# START OF Dataset records
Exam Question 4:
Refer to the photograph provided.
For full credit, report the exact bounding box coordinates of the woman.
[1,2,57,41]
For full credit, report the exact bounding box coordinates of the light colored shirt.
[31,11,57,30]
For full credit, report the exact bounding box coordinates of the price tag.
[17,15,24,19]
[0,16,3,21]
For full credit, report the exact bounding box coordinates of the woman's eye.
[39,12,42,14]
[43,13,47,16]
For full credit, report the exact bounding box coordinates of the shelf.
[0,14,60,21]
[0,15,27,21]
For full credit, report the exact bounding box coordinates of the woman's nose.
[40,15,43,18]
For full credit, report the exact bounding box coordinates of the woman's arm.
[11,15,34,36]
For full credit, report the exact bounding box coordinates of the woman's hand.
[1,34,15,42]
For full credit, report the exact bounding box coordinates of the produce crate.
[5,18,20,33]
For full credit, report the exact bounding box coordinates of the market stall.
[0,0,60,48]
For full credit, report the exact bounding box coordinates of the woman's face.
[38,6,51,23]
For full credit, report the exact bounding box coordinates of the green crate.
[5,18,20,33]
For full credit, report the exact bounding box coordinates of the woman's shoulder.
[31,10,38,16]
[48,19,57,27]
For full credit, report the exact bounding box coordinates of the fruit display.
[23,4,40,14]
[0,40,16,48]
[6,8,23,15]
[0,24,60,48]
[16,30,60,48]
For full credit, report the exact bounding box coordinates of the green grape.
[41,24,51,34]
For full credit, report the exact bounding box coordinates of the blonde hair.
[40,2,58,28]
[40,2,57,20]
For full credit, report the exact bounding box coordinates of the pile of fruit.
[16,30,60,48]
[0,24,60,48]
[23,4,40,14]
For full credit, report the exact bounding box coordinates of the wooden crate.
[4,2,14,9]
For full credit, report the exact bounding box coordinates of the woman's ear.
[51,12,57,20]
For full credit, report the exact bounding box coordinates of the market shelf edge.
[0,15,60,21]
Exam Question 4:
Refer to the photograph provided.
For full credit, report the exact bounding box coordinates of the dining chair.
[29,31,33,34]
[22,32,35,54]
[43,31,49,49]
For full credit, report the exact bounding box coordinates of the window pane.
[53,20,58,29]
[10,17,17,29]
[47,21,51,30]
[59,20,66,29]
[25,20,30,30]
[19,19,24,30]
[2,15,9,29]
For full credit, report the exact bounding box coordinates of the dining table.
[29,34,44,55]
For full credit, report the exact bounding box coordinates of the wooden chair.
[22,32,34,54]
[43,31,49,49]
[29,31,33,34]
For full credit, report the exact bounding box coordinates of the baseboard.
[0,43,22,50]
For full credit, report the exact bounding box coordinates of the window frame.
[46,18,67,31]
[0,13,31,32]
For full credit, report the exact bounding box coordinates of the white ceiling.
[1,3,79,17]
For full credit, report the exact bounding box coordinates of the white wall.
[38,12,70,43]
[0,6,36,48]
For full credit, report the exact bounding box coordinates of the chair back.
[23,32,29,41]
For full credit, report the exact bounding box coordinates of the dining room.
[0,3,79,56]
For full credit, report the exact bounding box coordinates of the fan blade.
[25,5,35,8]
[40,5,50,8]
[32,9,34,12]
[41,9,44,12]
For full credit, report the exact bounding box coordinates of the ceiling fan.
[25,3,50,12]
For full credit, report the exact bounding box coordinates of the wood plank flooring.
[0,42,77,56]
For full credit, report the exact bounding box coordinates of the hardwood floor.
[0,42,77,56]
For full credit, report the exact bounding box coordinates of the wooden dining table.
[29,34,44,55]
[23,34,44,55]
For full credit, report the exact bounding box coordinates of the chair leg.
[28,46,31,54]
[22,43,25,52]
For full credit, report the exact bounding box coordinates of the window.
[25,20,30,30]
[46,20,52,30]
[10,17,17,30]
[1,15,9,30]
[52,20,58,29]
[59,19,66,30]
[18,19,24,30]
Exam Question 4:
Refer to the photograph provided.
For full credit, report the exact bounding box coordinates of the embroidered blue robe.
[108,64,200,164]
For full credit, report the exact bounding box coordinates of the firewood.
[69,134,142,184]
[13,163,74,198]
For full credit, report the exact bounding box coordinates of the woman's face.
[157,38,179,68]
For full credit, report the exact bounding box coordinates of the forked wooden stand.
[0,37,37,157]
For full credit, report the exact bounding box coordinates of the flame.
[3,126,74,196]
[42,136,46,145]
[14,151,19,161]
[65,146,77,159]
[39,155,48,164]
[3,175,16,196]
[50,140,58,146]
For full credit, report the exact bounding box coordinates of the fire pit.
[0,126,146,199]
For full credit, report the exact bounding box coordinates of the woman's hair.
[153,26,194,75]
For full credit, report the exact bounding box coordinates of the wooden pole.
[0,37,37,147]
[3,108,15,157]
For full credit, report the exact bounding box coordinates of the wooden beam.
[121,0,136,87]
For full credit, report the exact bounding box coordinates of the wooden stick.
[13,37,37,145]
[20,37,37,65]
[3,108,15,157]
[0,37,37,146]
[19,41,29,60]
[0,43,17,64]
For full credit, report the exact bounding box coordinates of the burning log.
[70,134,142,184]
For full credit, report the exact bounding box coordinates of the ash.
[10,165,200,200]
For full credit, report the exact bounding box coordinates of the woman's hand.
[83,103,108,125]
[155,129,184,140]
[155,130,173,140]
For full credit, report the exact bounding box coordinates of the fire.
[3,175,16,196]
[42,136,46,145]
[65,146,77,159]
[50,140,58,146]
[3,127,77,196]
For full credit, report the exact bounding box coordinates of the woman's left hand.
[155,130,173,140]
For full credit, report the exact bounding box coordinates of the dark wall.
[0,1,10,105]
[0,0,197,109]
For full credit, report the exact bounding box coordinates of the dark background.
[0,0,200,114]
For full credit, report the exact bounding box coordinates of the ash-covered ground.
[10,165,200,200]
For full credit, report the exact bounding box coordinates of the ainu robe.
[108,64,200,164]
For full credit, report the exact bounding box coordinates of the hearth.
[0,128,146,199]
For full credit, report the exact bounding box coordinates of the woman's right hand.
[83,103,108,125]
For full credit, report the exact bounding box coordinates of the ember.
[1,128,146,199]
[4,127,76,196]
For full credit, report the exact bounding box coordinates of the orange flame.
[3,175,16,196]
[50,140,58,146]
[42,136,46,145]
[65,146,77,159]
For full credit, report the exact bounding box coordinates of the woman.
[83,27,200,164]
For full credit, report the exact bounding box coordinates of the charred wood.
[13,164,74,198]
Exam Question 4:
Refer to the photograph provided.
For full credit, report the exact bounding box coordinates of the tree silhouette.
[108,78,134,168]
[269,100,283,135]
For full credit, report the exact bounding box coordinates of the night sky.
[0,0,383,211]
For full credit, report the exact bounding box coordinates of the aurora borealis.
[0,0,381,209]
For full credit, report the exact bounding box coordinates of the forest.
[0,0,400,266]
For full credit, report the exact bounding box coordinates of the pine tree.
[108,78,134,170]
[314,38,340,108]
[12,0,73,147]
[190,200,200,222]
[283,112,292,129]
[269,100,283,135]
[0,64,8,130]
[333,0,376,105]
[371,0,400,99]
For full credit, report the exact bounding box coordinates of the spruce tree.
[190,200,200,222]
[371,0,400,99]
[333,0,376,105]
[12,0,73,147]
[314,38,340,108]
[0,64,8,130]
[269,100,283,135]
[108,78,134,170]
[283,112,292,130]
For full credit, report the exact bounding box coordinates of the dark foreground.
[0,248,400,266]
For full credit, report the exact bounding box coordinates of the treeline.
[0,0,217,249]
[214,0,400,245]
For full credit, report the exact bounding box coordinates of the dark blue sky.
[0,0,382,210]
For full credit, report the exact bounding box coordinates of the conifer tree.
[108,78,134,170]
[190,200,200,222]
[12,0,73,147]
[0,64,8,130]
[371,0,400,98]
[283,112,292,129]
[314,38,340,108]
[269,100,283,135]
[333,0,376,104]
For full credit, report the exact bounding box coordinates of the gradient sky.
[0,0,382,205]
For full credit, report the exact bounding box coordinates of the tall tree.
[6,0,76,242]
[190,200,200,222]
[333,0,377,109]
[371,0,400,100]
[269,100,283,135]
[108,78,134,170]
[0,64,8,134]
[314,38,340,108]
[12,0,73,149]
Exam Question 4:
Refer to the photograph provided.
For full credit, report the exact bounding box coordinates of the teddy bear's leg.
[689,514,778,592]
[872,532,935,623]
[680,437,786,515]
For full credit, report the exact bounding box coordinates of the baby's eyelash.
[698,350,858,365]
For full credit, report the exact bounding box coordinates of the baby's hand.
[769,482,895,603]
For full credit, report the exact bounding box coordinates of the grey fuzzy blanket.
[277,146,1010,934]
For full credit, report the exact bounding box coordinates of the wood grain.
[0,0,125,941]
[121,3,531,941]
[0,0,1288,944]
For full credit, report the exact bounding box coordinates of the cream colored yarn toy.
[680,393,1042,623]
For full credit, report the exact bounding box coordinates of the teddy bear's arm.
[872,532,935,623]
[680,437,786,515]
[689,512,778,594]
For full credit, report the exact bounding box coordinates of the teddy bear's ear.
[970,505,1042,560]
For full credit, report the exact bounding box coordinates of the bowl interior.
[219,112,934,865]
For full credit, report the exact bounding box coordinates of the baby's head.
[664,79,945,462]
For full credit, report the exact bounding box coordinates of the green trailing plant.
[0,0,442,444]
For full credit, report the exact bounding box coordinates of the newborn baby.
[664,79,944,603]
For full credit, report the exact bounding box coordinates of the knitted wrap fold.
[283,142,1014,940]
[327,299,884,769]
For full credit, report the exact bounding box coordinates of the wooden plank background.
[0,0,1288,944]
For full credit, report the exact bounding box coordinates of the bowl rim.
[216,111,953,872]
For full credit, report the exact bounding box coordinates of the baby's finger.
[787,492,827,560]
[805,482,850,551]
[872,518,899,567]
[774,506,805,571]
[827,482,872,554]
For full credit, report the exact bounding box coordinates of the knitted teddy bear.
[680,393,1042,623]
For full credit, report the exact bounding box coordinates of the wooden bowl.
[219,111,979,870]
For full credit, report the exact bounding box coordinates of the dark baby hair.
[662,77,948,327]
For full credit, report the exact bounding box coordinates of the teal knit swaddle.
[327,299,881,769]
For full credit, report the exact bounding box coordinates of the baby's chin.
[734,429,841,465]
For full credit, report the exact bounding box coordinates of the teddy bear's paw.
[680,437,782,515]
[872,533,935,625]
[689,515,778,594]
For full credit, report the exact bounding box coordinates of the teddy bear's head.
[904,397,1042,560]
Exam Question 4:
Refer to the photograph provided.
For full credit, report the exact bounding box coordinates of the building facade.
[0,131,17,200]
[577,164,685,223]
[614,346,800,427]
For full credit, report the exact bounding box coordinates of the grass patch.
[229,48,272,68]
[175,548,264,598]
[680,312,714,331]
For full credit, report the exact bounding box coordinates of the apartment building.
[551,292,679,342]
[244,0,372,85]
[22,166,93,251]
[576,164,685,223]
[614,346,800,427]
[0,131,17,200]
# END OF Dataset records
What the task asks.
Give as a numbered list the lines from the one containing "the baby's finger." through the one containing "[327,299,881,769]", leaving out blank lines.

Output of the exercise.
1. For full credit, report the exact bounding box coordinates of the baby's finger.
2. [787,492,827,560]
3. [805,482,850,551]
4. [872,518,899,567]
5. [774,506,805,571]
6. [827,482,872,554]
7. For full credit, report the exact bounding box coordinates of the knitted teddy bear.
8. [680,393,1042,623]
9. For full credit, report the exact bounding box coordinates of the wooden bowl.
10. [219,111,979,870]
11. For full credit, report the exact bounding box coordinates of the dark baby hair.
12. [662,77,948,327]
13. For full credit, report the exact bounding box coordinates of the teal knit swaddle.
14. [327,299,881,769]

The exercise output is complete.